## [Task statement]
Exact repetition of every entry is required.

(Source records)
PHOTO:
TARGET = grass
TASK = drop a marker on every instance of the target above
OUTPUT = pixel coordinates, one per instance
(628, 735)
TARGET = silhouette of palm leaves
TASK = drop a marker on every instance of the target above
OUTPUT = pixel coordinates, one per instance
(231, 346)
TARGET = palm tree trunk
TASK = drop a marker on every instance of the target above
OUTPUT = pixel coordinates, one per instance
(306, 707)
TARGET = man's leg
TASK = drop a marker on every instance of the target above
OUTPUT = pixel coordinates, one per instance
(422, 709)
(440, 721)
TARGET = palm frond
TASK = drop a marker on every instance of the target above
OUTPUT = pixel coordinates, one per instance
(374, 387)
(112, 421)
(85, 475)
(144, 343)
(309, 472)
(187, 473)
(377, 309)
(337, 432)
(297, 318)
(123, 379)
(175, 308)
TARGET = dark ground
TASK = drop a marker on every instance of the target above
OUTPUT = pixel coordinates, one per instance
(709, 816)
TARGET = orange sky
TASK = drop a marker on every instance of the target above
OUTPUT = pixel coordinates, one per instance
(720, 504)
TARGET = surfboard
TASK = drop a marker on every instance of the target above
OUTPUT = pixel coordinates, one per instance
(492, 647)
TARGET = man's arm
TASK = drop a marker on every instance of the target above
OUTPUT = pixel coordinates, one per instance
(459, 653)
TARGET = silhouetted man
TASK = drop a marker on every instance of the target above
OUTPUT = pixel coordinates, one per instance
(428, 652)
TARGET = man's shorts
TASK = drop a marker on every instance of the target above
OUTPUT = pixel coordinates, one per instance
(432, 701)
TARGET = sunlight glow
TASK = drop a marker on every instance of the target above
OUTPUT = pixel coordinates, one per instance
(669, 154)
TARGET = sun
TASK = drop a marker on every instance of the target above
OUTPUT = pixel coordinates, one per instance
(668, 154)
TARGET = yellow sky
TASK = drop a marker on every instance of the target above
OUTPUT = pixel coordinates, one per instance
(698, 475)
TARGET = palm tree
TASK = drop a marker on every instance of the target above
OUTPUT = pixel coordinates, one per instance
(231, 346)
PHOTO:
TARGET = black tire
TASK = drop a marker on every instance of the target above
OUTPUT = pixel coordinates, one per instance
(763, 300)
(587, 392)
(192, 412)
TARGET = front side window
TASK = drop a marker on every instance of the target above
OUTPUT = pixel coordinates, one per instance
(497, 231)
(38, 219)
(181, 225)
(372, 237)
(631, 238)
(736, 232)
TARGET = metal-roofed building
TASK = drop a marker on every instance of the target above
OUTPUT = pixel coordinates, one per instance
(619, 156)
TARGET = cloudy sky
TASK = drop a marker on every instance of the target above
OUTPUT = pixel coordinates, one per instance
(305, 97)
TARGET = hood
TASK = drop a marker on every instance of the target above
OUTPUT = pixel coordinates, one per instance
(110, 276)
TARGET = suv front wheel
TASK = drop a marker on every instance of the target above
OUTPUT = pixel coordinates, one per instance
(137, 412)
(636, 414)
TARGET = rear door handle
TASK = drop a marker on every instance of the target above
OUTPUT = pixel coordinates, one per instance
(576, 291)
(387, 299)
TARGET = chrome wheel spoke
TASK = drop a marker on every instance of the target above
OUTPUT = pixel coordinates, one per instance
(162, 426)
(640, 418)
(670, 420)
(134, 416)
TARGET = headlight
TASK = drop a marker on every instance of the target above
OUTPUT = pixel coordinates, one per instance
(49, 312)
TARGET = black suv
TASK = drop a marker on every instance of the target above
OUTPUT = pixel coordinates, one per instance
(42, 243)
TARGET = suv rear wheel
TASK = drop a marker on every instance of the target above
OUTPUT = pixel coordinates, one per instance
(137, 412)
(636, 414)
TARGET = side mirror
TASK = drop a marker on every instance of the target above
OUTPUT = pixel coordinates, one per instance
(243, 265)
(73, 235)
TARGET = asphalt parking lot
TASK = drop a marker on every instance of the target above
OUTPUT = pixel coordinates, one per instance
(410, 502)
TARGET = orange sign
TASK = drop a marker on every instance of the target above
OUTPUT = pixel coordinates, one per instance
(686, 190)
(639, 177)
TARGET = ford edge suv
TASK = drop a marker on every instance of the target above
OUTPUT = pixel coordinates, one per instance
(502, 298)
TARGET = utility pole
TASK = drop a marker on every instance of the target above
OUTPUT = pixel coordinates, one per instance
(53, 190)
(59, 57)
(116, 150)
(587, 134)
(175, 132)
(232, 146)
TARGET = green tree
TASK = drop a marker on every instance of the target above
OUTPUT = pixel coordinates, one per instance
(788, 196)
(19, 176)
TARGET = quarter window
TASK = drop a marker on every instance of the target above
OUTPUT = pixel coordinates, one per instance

## [Output]
PHOTO:
TARGET = grass
TASK = drop a marker on every instance of the target above
OUTPUT = pixel coordinates, one per instance
(628, 735)
TARGET = silhouette of palm leaves
TASK = drop a marker on every instance of the target above
OUTPUT = pixel coordinates, one per instance
(231, 346)
TARGET = palm tree trunk
TASK = drop a marker on every instance of the target above
OUTPUT = pixel coordinates, one per instance
(306, 707)
TARGET = man's leg
TASK = drop a marker on every instance of the target above
OUTPUT = pixel coordinates, one per instance
(422, 709)
(440, 721)
TARGET = palm frond
TASK = drop a marker on every instance of the target above
OUTPUT = pixel coordinates, one per instance
(374, 387)
(112, 421)
(85, 475)
(144, 343)
(309, 472)
(187, 473)
(377, 309)
(337, 432)
(297, 318)
(123, 379)
(175, 308)
TARGET = dark ground
TASK = drop a marker on every instance of the target above
OUTPUT = pixel coordinates, one per instance
(709, 816)
TARGET = orange sky
TASK = drop a marker on every instance of the target above
OUTPUT = pixel coordinates, one per instance
(720, 504)
TARGET = surfboard
TASK = drop a marker on every instance of the target above
OUTPUT = pixel coordinates, one per instance
(492, 647)
TARGET = man's arm
TASK = drop a marker on every instance of the target above
OUTPUT = pixel coordinates, one per instance
(459, 653)
TARGET = silhouetted man
TASK = drop a marker on every instance of the target above
OUTPUT = pixel coordinates, one per instance
(428, 652)
TARGET = man's shorts
TASK = drop a marker on every instance of the target above
OUTPUT = pixel coordinates, one per instance
(432, 701)
TARGET = sunlight glow
TASK = drop a marker on every instance of the target above
OUTPUT = pixel coordinates, one per instance
(669, 154)
TARGET = sun
TASK = drop a marker on every instance of the target above
OUTPUT = pixel coordinates, one per instance
(668, 154)
TARGET = yellow sky
TASK = drop a marker on every instance of the target above
OUTPUT = pixel coordinates, one per instance
(698, 475)
TARGET = palm tree
TASK = drop a marker on every instance of the target above
OUTPUT = pixel coordinates, one per instance
(231, 346)
PHOTO:
TARGET = black tire
TASK = drop a marker on every instance of the target above
OUTPUT = pixel coordinates, one per instance
(763, 300)
(587, 392)
(192, 412)
TARGET = front side window
TASK = drop a marker on every instance of the target above
OUTPUT = pixel coordinates, one per instance
(497, 231)
(38, 219)
(181, 225)
(372, 237)
(631, 238)
(736, 232)
TARGET = metal-roofed building
TASK = drop a marker on every instance of the target above
OUTPUT = pixel coordinates, one per instance
(619, 156)
TARGET = cloudy sky
TASK = drop a marker on every instance of the target above
OUTPUT = pixel coordinates, one per instance
(305, 97)
TARGET = hood
TASK = drop a marker on every instance of the target above
OUTPUT = pixel coordinates, one per instance
(110, 276)
TARGET = suv front wheel
TASK = drop a marker on every instance of the target above
OUTPUT = pixel coordinates, one per instance
(137, 412)
(636, 414)
TARGET = rear door handle
TASK = drop a marker on every instance of the target above
OUTPUT = pixel coordinates, one per instance
(576, 291)
(387, 299)
TARGET = chrome wheel spoke
TASK = drop a marker on every instance of the target above
OUTPUT = pixel coordinates, one per instance
(162, 426)
(640, 418)
(670, 420)
(134, 416)
TARGET = headlight
TASK = drop a marker on every instance of the target above
OUTPUT = pixel coordinates, one per instance
(49, 312)
TARGET = black suv
TASK = drop a marker on every instance of the target above
OUTPUT = pixel coordinates, one per instance
(42, 243)
TARGET = suv rear wheel
TASK = drop a marker on every instance of the target above
OUTPUT = pixel coordinates, one per instance
(137, 412)
(636, 414)
TARGET = side mirror
TASK = drop a marker on every instance of the target above
OUTPUT = pixel coordinates, one per instance
(243, 265)
(73, 235)
TARGET = asphalt parking lot
TASK = drop a marker on every instance of the target above
OUTPUT = pixel coordinates, one per instance
(410, 502)
TARGET = orange sign
TASK = drop a marker on every instance of the target above
OUTPUT = pixel coordinates, one per instance
(686, 190)
(639, 177)
TARGET = ford edge suv
TASK = drop a marker on every instance of the target above
OUTPUT = pixel coordinates, one per instance
(502, 298)
TARGET = utility pole
TASK = drop a marker on every instance of the target above
OUTPUT = pixel coordinates, one per instance
(53, 190)
(59, 57)
(116, 150)
(587, 134)
(175, 132)
(232, 146)
TARGET = green tree
TASK = drop a marker on every instance of the target above
OUTPUT = pixel coordinates, one per instance
(788, 196)
(19, 176)
TARGET = quarter window
TASK = drop a marker on every instance of the target above
OUTPUT = pixel coordinates, one per instance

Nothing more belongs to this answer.